Exercise input:

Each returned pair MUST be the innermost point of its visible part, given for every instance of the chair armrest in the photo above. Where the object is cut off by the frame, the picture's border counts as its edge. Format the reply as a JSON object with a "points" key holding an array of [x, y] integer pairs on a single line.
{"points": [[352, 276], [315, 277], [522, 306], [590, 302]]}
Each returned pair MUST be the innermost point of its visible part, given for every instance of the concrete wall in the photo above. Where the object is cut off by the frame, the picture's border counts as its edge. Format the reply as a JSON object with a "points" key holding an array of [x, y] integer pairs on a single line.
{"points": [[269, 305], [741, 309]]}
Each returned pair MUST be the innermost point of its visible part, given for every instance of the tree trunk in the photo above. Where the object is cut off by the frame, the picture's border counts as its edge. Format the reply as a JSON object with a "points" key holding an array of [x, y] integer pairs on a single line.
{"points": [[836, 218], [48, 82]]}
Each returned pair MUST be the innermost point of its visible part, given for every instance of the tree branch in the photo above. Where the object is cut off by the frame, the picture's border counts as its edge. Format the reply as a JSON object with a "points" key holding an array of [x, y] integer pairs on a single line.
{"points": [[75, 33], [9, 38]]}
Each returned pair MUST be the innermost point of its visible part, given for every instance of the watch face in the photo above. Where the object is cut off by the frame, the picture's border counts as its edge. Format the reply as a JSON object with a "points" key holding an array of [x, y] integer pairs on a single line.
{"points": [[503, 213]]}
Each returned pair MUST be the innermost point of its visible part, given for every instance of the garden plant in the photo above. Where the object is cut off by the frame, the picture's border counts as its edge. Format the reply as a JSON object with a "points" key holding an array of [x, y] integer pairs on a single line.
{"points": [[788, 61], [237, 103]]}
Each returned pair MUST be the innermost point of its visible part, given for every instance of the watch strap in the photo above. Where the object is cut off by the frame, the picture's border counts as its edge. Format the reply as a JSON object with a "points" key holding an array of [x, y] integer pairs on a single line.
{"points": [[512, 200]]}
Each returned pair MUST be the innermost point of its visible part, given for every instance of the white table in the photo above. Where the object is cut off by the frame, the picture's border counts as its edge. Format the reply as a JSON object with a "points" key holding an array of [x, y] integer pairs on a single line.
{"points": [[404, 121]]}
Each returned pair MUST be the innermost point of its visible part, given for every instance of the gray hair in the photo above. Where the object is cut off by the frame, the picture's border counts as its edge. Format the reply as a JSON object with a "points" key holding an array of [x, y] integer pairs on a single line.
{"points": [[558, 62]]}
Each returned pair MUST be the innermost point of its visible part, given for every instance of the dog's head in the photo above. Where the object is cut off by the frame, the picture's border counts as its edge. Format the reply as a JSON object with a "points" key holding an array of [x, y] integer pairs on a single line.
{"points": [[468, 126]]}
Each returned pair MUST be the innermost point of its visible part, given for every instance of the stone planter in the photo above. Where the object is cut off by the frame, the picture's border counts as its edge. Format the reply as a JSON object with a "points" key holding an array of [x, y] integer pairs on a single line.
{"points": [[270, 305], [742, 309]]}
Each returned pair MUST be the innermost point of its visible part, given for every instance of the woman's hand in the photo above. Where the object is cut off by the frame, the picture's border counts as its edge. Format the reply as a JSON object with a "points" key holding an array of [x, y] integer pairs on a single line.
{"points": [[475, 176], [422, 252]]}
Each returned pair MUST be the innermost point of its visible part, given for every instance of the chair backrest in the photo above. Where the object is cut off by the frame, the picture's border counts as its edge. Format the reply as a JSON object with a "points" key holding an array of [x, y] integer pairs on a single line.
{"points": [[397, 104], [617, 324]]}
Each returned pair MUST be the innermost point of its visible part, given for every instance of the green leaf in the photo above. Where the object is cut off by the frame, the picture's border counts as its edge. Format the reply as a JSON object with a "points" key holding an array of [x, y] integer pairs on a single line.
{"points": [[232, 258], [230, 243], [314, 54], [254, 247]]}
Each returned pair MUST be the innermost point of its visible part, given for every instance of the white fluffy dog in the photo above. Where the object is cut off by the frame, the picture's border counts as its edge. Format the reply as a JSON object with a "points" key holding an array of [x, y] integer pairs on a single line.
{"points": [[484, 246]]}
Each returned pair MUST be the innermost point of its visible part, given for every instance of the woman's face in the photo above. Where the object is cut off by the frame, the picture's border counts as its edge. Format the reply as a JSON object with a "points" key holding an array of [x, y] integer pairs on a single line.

Problem statement:
Put the lines of the entries above, from the line containing "the white fluffy" through the end of the entries, into a Markdown table with the columns Row and Text, and leave out blank lines.

Answer:
| Row | Text |
|---|---|
| 1 | Each returned pair MUST be the innermost point of its visible part, given for every instance of the white fluffy dog in the photo above. Where the object is cut off by the frame, the picture's border counts as its edge. Format the reply as a JSON object with a "points" key holding an array of [x, y] integer pairs on a single line. |
| 2 | {"points": [[484, 246]]} |
| 3 | Each returned pair MUST be the innermost point of its visible part, given for every instance of the woman's face in the photo above. Where the object is cut off by the frame, the picture's border counts as its edge. Format the reply as a JSON object with a "points" key holding an array of [x, y] integer pairs on a single line. |